● WRITTEN TASK
Answer these questions from the interview about Troyka Group's affiliations below.
(a) To which country did the agency send staff to build capacity?
(b) According to the interview, why is there always a limit to the favors an affiliate will do?
(c) Who do partners send to look at an agency's books before acquiring equity?

● EXTRACT TO READ
---*---
What do you think would have become of Troyka Group without these affiliations?

The major factor for us was that we realised that if we must go beyond the ordinary, we must first of all build capacity. As a result of these relationships, we have sent people to as far as Australia, because we identified a very good agency there. This was before South Africa was open (it was during the day of apartheid.) When these staff returned, they did their work with soaring confidence and increased knowledge, which meant enhanced capacity. Of course, this only happens when you have affiliates, who take you on board as a member of the family. Some agencies tend to draw the line and that is why partnership is better, because they put their money where their mouth is. When you enter into a partnership with another agency, their office becomes your office.

I would like you to differentiate between being in an affiliation and entering into an equity partnership? 

Affiliation is like having a relationship with something; so when asked, you could say “Oh! I have somebody in Nigeria or wherever that may be”. When you are affiliated, you have put your foot at the door of the other organisation and by putting your foot at the door; the door opens to you slightly. For example, if they have a global client and that client is in your territory, they tell them they have a “dot”, or if you like an affiliate in that country. However, they don’t have control over your business or your operations; you run the business however way you like. You can go to them to ask for favours, but there is always a limit, solely because they don’t have a stake in your business. So, anything they do for you is just a favour.

But being in an equity partnership is very different. They put money in your business and so, by implication, have equity in your business. Of course, all this is subject to the percentage allowed by industry regulators in the land where your agency is domiciled. Part of the agreement is that you subscribe to the way they do things, which is always about best practices. Before you can acquire such equity, you would have to upgrade to the standard of such multinationals. Before they acquire any equity, they send their own auditors to look at your books, you can’t do things secretly. They sit on your board and make all the decisions with you.
---*---
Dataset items
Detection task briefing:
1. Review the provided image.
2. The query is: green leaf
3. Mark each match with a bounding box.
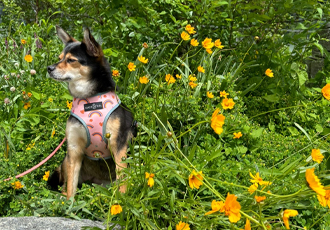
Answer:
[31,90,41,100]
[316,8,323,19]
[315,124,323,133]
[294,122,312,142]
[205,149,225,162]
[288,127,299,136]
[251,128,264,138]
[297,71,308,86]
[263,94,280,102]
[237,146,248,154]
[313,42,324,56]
---*---
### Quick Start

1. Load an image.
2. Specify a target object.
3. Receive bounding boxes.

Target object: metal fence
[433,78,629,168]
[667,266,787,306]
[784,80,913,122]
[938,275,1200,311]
---*---
● WRITTEN ANSWER
(a) Australia.
(b) Because the affiliate has no stake in your business.
(c) Their own auditors.